Identify each line of the records below that contains the string "hair", matching case exactly, and copy every such line in full.

----- RAW RECORDS

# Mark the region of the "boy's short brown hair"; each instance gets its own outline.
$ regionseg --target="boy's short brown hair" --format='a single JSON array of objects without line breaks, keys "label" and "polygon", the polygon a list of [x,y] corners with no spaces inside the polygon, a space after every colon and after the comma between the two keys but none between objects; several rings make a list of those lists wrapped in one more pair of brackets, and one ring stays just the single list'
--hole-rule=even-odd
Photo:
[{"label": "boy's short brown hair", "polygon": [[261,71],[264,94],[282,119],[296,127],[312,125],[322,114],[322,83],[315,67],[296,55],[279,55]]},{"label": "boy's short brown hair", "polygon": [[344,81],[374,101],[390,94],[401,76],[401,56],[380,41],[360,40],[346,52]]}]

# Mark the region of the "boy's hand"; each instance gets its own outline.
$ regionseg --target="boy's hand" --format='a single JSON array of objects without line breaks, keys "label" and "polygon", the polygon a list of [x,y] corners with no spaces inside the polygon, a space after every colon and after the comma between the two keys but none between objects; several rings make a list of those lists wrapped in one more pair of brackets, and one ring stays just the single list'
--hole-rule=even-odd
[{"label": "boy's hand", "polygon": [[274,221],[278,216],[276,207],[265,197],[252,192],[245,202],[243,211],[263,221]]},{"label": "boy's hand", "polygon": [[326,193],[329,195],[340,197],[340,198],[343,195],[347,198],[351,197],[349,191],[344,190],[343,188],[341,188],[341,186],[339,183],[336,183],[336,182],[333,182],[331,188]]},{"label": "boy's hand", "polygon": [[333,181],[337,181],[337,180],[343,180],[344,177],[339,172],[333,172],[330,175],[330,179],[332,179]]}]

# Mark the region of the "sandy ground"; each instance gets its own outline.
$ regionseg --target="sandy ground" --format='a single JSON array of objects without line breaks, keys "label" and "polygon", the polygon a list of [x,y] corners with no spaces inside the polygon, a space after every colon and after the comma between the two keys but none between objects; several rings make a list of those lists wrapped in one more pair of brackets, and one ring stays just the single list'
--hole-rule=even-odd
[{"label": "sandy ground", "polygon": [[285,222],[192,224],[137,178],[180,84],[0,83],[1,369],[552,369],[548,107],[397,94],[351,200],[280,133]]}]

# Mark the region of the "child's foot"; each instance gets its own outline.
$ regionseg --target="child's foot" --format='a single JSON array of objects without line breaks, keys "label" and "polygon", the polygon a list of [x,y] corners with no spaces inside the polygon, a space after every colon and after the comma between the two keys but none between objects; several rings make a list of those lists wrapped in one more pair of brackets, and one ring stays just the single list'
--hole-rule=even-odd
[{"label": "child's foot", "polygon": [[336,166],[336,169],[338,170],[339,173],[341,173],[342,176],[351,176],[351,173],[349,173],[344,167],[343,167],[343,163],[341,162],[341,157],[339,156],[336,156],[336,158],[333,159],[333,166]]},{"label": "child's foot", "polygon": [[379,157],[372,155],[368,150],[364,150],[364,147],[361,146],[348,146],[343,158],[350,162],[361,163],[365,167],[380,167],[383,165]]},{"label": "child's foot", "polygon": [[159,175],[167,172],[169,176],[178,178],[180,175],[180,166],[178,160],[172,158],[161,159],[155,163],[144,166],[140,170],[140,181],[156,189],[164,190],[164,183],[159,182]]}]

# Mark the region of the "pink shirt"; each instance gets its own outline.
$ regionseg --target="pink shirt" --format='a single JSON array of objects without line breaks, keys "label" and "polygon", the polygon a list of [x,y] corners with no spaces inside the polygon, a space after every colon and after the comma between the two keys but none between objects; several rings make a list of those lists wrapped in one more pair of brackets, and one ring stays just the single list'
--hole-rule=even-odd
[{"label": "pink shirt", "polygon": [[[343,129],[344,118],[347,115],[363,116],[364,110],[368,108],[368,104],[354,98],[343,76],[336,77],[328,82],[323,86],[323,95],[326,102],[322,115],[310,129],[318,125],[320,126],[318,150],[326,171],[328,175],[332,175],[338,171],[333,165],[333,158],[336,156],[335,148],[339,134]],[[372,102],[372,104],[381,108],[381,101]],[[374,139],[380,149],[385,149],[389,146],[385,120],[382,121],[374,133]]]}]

----------

## FINAL ANSWER
# Mark the region of the "boy's short brown hair"; each instance gets its own outline.
$ regionseg --target="boy's short brown hair" --format='a single JSON array of objects without line breaks, keys "label" and "polygon", the polygon a list of [x,y] corners with no spaces inside the polygon, a space after every colon and after the comma between the two keys but none between objects; several rings make a list of those lists wrapped in one more pair of brackets, and one ring stays just the single list'
[{"label": "boy's short brown hair", "polygon": [[261,71],[264,94],[282,119],[296,127],[312,125],[322,114],[322,83],[315,67],[296,55],[279,55]]},{"label": "boy's short brown hair", "polygon": [[344,81],[374,101],[390,94],[401,76],[401,56],[380,41],[360,40],[346,52]]}]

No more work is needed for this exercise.